(Task material begins)

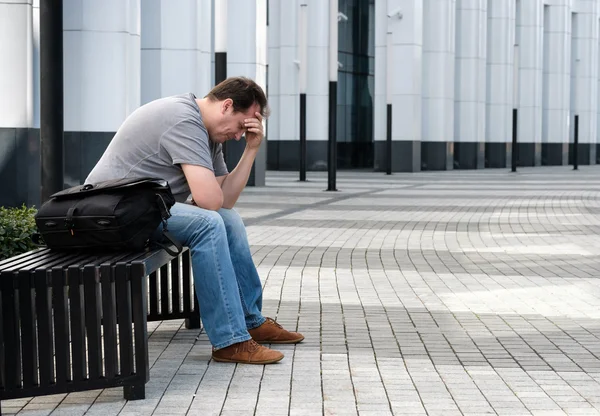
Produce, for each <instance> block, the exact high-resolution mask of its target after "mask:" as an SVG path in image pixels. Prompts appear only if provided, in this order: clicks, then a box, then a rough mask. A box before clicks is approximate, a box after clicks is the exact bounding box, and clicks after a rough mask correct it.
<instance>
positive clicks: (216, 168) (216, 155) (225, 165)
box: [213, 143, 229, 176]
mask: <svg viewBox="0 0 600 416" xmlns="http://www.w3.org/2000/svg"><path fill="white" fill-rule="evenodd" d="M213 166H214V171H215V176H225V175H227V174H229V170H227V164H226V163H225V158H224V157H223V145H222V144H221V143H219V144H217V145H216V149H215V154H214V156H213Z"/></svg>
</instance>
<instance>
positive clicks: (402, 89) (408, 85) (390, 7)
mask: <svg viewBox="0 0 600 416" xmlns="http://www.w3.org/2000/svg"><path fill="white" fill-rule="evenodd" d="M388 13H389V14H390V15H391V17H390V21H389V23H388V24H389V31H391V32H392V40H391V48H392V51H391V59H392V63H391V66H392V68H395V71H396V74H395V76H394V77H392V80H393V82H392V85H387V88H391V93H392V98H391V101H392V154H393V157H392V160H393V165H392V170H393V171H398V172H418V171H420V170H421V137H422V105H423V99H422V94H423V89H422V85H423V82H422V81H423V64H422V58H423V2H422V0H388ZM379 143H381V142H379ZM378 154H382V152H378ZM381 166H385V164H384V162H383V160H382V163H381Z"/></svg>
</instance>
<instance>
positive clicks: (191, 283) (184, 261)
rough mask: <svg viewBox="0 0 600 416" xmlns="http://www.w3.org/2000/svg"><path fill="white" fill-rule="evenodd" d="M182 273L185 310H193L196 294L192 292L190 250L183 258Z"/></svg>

(Task material ends)

■ **Task to complete**
In your copy, include no pictures, but reproduce all records exactly.

■ **Result of this task**
Produce, for each <instance> block, the exact high-resolution mask of its target after "mask:" as an SVG path in image pixels. Prompts appear only if provided, in this order: clicks, then a box, then a rough mask. A box before clicks is approximate, a box after clicks is the exact bounding box, and clicks after a rough mask correct it.
<instance>
positive clicks: (216, 168) (216, 155) (225, 165)
box: [213, 143, 229, 176]
mask: <svg viewBox="0 0 600 416" xmlns="http://www.w3.org/2000/svg"><path fill="white" fill-rule="evenodd" d="M213 166H214V171H215V176H225V175H227V174H229V170H227V164H226V163H225V158H224V157H223V145H222V144H221V143H219V144H217V145H216V149H215V154H214V156H213Z"/></svg>
</instance>
<instance>
positive clicks: (402, 89) (408, 85) (390, 7)
mask: <svg viewBox="0 0 600 416" xmlns="http://www.w3.org/2000/svg"><path fill="white" fill-rule="evenodd" d="M388 13H389V14H390V15H391V17H390V21H389V23H388V24H389V31H391V32H392V40H391V48H392V51H391V59H392V63H391V66H392V68H395V71H396V74H395V76H394V77H392V80H393V82H392V85H387V88H391V93H392V98H391V101H392V154H393V157H392V160H393V165H392V170H393V171H398V172H418V171H420V170H421V137H422V105H423V99H422V94H423V89H422V85H423V82H422V81H423V64H422V58H423V2H422V0H388ZM379 143H381V142H379ZM378 154H382V152H378ZM381 166H385V164H384V162H383V160H382V163H381Z"/></svg>
</instance>
<instance>
positive clicks: (191, 283) (184, 261)
rough mask: <svg viewBox="0 0 600 416" xmlns="http://www.w3.org/2000/svg"><path fill="white" fill-rule="evenodd" d="M182 273L185 310H193L196 294L192 292L190 250L183 258Z"/></svg>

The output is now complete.